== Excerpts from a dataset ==
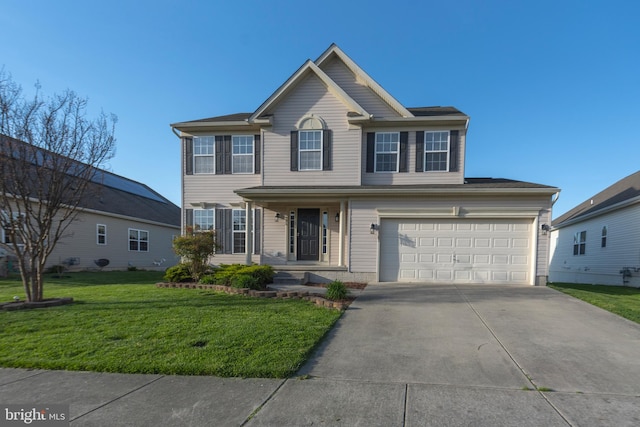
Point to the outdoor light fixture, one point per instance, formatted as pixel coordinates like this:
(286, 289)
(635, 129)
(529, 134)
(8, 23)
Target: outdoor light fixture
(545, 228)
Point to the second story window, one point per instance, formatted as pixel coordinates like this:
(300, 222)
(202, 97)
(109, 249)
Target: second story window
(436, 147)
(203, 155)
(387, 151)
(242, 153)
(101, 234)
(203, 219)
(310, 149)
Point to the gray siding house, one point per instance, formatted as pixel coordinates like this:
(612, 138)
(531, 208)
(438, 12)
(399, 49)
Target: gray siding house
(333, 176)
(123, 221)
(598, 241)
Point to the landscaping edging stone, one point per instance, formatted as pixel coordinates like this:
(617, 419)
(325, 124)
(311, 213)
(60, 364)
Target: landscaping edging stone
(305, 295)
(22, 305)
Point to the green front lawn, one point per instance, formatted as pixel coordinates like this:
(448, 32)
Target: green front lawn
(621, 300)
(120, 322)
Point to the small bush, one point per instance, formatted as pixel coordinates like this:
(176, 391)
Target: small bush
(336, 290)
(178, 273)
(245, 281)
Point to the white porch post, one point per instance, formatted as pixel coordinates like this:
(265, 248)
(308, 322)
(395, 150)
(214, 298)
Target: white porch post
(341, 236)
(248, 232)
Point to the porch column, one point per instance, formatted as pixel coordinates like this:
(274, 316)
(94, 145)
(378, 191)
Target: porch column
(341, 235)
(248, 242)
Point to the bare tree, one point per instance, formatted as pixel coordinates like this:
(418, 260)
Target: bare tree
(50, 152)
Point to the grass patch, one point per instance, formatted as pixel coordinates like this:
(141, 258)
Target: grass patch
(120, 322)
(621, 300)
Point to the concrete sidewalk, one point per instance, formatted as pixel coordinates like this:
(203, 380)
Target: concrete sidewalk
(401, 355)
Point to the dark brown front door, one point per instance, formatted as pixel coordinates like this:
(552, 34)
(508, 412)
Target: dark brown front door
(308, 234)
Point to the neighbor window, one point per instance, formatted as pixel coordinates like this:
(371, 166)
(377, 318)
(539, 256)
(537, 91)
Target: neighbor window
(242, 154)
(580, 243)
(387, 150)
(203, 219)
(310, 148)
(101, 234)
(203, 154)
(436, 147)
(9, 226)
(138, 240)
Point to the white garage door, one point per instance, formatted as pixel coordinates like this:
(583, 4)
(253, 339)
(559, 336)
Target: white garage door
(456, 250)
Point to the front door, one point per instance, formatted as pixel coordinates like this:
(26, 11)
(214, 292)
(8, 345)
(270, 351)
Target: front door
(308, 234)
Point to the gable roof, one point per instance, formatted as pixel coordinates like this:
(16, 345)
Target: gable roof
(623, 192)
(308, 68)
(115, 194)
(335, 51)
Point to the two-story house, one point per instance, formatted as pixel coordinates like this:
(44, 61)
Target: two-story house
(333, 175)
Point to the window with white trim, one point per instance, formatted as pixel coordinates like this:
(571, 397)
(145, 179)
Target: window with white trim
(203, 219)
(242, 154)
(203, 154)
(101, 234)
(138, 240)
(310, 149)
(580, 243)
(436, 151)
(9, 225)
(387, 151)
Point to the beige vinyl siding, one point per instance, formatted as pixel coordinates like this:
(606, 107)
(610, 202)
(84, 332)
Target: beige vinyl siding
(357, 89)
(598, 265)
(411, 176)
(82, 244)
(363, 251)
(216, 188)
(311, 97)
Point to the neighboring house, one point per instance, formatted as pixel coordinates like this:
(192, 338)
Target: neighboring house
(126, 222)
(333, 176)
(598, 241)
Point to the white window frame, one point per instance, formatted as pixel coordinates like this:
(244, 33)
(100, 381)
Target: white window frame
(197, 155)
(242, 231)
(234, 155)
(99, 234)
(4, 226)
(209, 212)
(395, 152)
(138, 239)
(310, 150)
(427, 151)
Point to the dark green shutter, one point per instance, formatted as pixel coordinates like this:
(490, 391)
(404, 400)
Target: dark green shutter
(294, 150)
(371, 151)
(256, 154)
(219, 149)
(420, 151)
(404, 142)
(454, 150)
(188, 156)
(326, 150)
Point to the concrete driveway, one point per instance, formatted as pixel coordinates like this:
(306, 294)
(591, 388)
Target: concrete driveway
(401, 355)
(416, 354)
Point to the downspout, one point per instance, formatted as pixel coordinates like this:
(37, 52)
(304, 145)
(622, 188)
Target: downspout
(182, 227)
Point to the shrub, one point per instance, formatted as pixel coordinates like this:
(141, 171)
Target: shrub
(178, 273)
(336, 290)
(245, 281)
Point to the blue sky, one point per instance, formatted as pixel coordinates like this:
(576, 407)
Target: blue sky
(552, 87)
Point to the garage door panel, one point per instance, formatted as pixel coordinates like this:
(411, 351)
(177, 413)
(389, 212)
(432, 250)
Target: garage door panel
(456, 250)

---

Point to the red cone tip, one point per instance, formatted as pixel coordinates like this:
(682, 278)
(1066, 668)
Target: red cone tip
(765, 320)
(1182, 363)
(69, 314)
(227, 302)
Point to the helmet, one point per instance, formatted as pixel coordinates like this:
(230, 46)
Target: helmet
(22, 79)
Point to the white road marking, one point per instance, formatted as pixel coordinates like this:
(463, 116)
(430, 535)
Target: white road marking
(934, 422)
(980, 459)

== What the task requires ==
Only one stretch of the data above is needed. Restate it word for word, from the line containing "Point to the outdoor" through the line containing "Point to the second", both ends included.

== Result ==
Point to the outdoor light fixture, one point per instance, formatted as pixel coordinates like this:
(286, 289)
(635, 129)
(529, 134)
(8, 23)
Target: outdoor light fixture
(545, 228)
Point to the second story window, one point per instance, formatted as pixel coordinates like this:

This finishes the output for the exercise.